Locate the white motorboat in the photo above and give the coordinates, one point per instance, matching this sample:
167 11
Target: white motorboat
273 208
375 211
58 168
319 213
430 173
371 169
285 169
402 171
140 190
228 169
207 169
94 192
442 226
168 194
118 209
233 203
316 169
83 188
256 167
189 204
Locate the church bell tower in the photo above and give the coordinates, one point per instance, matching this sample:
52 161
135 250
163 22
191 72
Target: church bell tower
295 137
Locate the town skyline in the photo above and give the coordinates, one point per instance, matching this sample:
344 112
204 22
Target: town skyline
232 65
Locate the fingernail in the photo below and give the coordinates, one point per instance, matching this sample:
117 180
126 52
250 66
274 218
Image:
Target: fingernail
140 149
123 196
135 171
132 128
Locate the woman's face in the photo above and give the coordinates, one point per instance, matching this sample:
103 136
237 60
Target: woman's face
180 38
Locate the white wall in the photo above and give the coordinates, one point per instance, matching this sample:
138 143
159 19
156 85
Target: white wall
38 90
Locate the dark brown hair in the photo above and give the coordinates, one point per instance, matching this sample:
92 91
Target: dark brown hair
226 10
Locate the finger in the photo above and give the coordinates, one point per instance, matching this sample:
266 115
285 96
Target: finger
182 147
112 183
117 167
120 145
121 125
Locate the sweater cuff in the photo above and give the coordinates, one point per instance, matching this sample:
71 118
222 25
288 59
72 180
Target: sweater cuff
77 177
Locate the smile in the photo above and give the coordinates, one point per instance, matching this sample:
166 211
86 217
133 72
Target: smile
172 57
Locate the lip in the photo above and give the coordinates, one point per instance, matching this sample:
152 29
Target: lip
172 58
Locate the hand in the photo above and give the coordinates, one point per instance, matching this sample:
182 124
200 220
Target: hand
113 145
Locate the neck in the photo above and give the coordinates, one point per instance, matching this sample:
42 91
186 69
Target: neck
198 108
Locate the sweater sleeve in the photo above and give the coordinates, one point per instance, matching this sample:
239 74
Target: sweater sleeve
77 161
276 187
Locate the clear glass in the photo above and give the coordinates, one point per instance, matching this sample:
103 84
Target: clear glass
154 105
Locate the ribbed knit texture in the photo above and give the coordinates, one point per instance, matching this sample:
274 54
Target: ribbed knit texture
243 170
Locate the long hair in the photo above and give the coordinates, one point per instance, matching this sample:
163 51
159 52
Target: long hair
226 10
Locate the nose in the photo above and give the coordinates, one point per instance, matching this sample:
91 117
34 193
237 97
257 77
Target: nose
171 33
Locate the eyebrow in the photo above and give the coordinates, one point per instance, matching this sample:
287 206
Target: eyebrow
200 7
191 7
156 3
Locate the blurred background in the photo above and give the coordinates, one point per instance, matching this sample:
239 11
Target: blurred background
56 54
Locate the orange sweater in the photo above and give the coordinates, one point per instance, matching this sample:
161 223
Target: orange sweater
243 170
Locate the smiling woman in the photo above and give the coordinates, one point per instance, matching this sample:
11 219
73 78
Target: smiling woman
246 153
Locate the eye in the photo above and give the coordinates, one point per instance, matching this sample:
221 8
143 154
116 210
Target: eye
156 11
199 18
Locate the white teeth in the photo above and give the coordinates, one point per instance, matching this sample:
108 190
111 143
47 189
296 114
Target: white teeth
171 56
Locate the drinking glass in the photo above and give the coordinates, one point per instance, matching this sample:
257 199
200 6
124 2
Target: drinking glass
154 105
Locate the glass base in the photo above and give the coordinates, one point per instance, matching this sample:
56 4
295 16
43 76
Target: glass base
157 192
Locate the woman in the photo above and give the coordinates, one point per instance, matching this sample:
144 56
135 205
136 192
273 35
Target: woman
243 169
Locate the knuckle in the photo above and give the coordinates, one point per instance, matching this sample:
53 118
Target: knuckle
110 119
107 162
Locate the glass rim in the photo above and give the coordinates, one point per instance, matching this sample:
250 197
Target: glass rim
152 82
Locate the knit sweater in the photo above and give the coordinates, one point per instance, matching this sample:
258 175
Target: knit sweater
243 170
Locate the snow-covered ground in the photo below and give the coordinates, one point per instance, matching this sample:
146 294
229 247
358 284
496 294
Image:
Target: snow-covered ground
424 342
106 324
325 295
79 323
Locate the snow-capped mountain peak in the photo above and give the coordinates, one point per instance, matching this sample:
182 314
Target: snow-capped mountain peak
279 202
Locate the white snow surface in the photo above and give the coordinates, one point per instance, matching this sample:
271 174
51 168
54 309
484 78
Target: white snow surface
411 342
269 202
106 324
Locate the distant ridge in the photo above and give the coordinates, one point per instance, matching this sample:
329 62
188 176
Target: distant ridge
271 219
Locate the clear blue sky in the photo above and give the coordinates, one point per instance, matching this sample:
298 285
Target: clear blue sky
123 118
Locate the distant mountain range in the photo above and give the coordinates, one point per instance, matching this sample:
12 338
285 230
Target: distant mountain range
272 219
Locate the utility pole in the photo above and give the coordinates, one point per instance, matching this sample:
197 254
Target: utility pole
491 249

****************

■ Exercise objective ■
All records above are to be printed exactly, with nothing omitted.

■ Response to this task ■
Locate the white motorboat in the photo above and give the coordinates, one point per instance, matching this sample:
167 11
Target: white motorboat
273 208
375 211
58 168
319 213
430 173
371 169
285 169
402 171
140 190
228 169
207 169
94 192
442 226
168 194
118 209
233 203
316 169
83 188
256 167
189 204
Locate the church bell tower in the photo above and give the coordinates, one point per instance, matching this sample:
52 161
135 250
163 22
191 72
Target: church bell tower
295 137
Locate the town skyline in the photo above and give the coordinates, one point per instance, matching this sample:
344 112
204 22
Target: town skyline
232 65
Locate the fingernail in the photo below and give the coordinates, one point per instance, matching this sample:
117 180
126 52
250 66
274 218
Image:
Target: fingernail
140 149
123 196
135 171
132 128
Locate the woman's face in the photo above and give the coordinates, one point per instance, matching this sample:
103 136
237 60
Target: woman's face
180 38
Locate the white wall in the photo above and give the coordinates, one point per instance, matching this sample:
138 143
159 19
156 85
Target: white wall
38 90
Locate the dark brown hair in the photo above and give the coordinates, one point per instance, matching this sample:
92 91
Target: dark brown hair
226 10
Locate the finger in the photo above and give the coordinates, one point per instance, matching this sample:
266 115
285 96
Target: finger
182 147
112 183
117 167
120 145
121 125
Locate the sweater cuff in the photo above and give the coordinates, one point per instance, matching this sample:
71 118
222 25
288 59
72 180
Target: sweater cuff
77 177
Locate the smile in the photo above and give the coordinates, one point per instance, matching this sample:
166 211
86 217
133 72
Target: smile
172 57
Locate the lip in the photo above and give the coordinates, one point per instance, matching this sample:
152 29
Target: lip
172 58
Locate the hand in the photo above and give the coordinates, one point per instance, matching this sample:
182 124
200 220
Target: hand
113 145
Locate the neck in the photo above and give the coordinates, one point per instance, matching this sample:
42 91
186 69
Target: neck
198 108
Locate the sweater sleeve in the photo above and give the coordinates, one point per instance, matching this sample:
239 74
Target: sweater sleeve
77 161
276 187
Locate the clear glass in the photo above and give the coordinates, one point per instance, matching this sample:
103 84
Target: clear glass
154 105
Locate the ribbed knit texture in the photo above and give the coordinates, one point per instance, matching this sample:
274 54
Target: ribbed knit texture
243 170
Locate the long hair in the photo above and give the coordinates, one point per instance, matching this sample:
163 51
159 52
Target: long hair
226 10
Locate the nose in the photo above and give the coordinates, one point per instance, matching this sample:
91 117
34 193
237 97
257 77
Target: nose
171 33
Locate the eyebrow in the photo above and give the coordinates, one point per instance, matching this sample:
287 206
Target: eyebrow
200 7
191 7
156 3
Locate the blurred background in the photo above and give the coordinates, one point per instance, matching this sample:
239 11
Target: blurred background
56 54
Locate the orange sweater in the photo above and give the coordinates, one point per instance, matching this sample:
161 223
Target: orange sweater
243 170
Locate the smiling woman in the photo above and give the coordinates, one point per instance, matching this sample:
11 219
73 78
Target: smiling woman
246 153
Locate the eye in the photo above and give the coordinates, one point per instance, matching this sample:
221 8
143 154
116 210
Target: eye
156 11
199 18
Locate the white teeth in the photo above and give the coordinates, one point per instance, matching this sample:
108 190
111 143
47 189
296 114
Target: white teeth
171 56
Locate the drinking glass in the photo above and give the coordinates, one point per instance, matching this sample:
257 199
200 6
124 2
Target: drinking glass
154 105
Locate the glass base in the photo above and give the coordinates, one point per instance, matching this sample:
56 4
295 16
43 76
Target: glass base
157 192
Locate the woman in the photo above and give the coordinates, one point per instance, matching this sample:
144 56
135 205
136 192
273 35
Target: woman
243 169
Locate the knuckle in the photo above and give the coordinates, one point per instance, matching this sample:
53 118
Target: knuckle
110 119
107 162
Locate the glass rim in the photo above and give the coordinates, one point per instance, matching this sample:
250 197
Target: glass rim
152 82
Locate the knit sweater in the photo above and give the coordinates, one point per instance, matching this sample:
258 175
Target: knit sweater
243 170
Locate the snow-covered ground in the photo below and give the coordinates, one point per instance, matching this sample:
146 294
229 247
358 284
496 294
Image:
Target: snow-covered ground
424 342
106 324
325 295
79 323
Locate the snow-capped mountain peak in the photo above and give the coordinates, one point per instance, matching this sample:
182 314
Target: snow-capped mountain peak
279 202
Locate the white snow surface in the photo above and give the coordinates, one point per instance, matching this sample:
271 174
51 168
54 309
484 78
Target: white snow surface
411 342
269 202
106 324
Locate the distant ridge in the photo above and give the coordinates, one point per instance, matching this sample:
329 62
188 176
Target: distant ridge
271 219
Locate the clear blue sky in the photo above and give the coordinates, one point per instance, matching this sample:
298 285
Target: clear blue sky
123 118
Locate the distant mountain range in the photo above and give the coordinates, one point per instance, matching this sample:
12 338
285 230
Target: distant mountain range
272 219
Locate the utility pole in the photo above and give the coordinates, one point per instance, matching this sample:
197 254
Target: utility pole
491 249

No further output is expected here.